***** EXTRACTED INFORMATION *****

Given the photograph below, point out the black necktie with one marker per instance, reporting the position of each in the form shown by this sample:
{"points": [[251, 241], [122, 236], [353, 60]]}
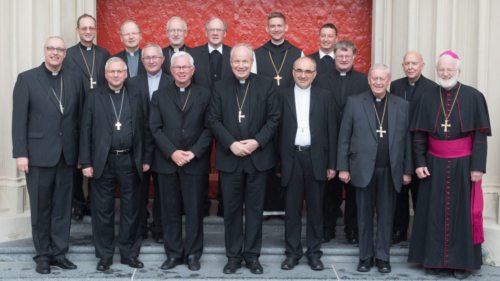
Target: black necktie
{"points": [[215, 65]]}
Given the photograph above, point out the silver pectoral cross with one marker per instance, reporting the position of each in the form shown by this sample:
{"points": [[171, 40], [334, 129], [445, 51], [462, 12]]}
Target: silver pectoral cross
{"points": [[92, 83], [381, 131], [240, 116], [446, 125]]}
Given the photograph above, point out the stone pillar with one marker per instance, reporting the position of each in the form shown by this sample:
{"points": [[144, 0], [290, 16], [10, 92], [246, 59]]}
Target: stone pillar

*****

## [PROBLEM TO SOLVE]
The lines beginning with the one that holds "Target: silver pectoral cross" and ending with the last line of the data above are to be reproduced exactly, and nothing else.

## [EXPECTED ANSWER]
Target: silver pectoral cross
{"points": [[92, 83], [381, 131], [240, 116], [446, 125]]}
Given the photograph above, point out the stone pillar with one marker per instance, reporting the position of each in the form shown by this sample:
{"points": [[144, 0], [290, 16], [10, 92], [246, 59]]}
Target: stone pillar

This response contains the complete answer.